* **YOUR GOAL**:
Write out the lines below once more, exactly as they appear. Do not include pictures.

(Image point grounding data)
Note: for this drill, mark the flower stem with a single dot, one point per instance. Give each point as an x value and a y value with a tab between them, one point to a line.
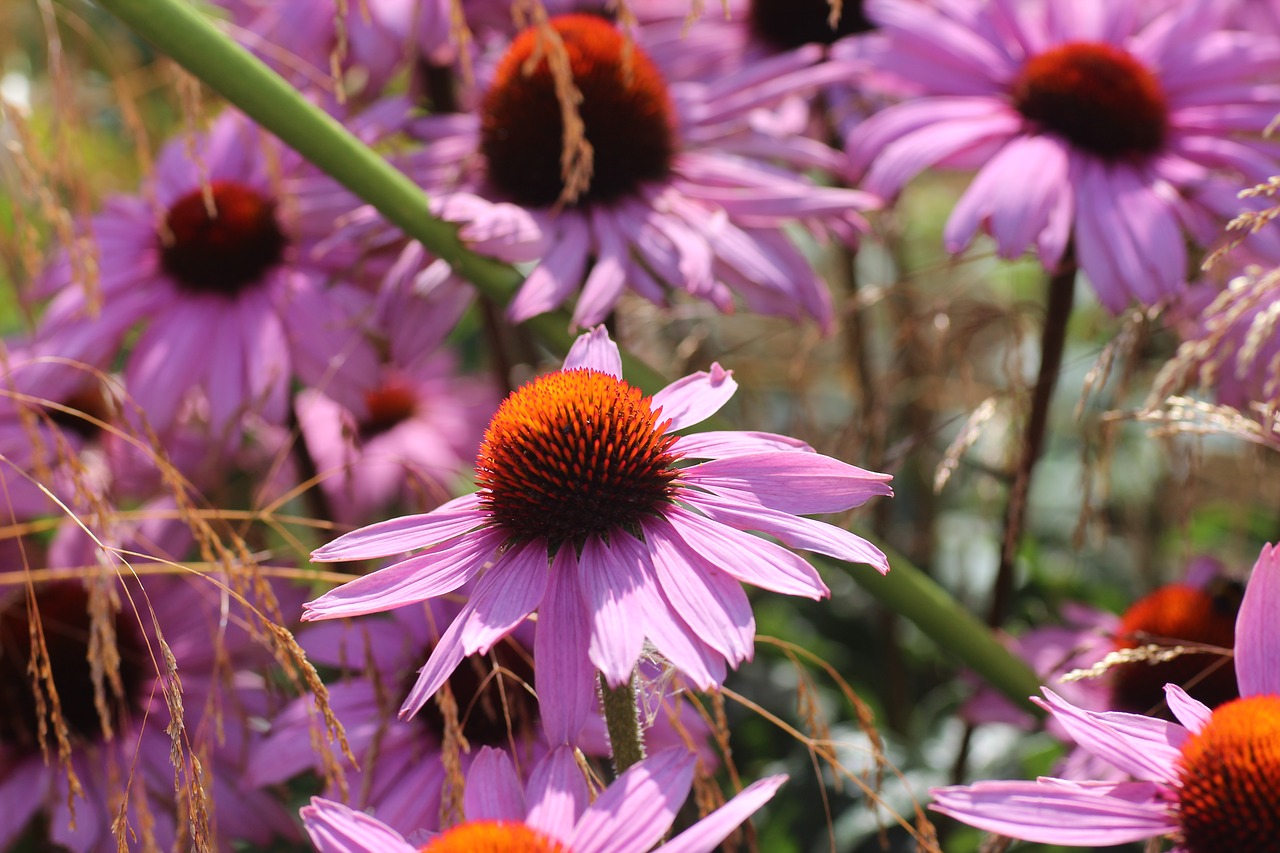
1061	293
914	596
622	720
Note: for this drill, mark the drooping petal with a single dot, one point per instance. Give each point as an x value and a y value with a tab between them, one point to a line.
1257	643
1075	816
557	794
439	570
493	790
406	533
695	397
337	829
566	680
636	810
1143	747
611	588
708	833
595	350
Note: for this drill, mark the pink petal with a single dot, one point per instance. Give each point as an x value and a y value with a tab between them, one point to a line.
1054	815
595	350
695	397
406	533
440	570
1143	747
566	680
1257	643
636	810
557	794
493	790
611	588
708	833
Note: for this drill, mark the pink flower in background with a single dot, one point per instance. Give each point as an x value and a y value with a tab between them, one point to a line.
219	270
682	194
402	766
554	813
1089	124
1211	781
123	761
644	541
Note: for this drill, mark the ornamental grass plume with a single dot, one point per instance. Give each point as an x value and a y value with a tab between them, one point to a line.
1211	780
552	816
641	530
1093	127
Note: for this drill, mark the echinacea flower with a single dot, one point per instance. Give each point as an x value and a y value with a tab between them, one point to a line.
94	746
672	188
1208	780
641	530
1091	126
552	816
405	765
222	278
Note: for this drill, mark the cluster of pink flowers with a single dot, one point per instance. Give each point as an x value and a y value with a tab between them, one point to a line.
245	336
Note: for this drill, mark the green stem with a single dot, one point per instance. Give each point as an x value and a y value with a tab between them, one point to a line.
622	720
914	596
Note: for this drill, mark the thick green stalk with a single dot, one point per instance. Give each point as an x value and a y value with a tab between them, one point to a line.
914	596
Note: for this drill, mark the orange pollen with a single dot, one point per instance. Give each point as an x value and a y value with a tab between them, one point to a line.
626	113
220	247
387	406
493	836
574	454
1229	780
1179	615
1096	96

* **ANSWER TO THIS TASK**:
Note: for this drill, mark the flower stem with a single dot, one point per instance. Give each point as an x value and a y value with a tab between them, one point to a line.
1061	293
914	596
622	720
Note: for this drill, mark the drooping petal with a single dot, one point per instance. Give each point as an x value and a y value with a tab between them, one point to a line.
1257	643
1075	816
557	794
439	570
493	790
406	533
695	397
337	829
566	680
636	810
1143	747
611	588
708	833
595	350
Note: for this drill, mark the pink petal with a single dot, one point per instance. Give each point as an x value and a y value with a tab between them, one point to a line.
1054	815
595	350
695	397
406	533
440	570
1143	747
566	680
1257	643
636	810
557	794
493	790
611	588
708	833
Note: for this drill, mark the pink flower in background with a single dot, one point per instance. Give each point as an x value and a y value with a tab between them, one point to a line.
219	270
682	194
402	766
554	813
1089	124
1211	781
123	761
644	541
Note: for this drill, mark the ornamental grass plume with a single dot, one point per instance. Give each point as an x value and a y value with a tab between them, one point to a line.
1211	780
552	816
641	530
1093	127
Note: for this drill, mark the echinacea flower with a single dot, one point per instance. Give each point as an x value and a y value with a tab between them, one point to a line.
94	746
672	188
1208	780
641	530
1091	126
552	816
405	765
222	278
Note: for this drill, mark the cluster of pink flowers with a single dot, one point per instance. Give each point as an x value and a y value with a tab between them, one point to a line.
245	336
Note: for this drill, mark the green stem with a single dot, one point per instance. Give each point as an x value and a y value with a tab between them, one point to a line.
622	720
914	596
Note: for this drill, mark the thick green stalk with a single dot, one point per instance. Give each point as an x value and a y value with a tab between them, one point to a line.
914	596
Note: for this drill, mark the orange pollen with a single dot, one point per instance. Give each point as an x value and a y value with a tab between them, one point to a line.
626	113
220	247
387	406
493	836
574	454
1229	780
1179	615
1096	96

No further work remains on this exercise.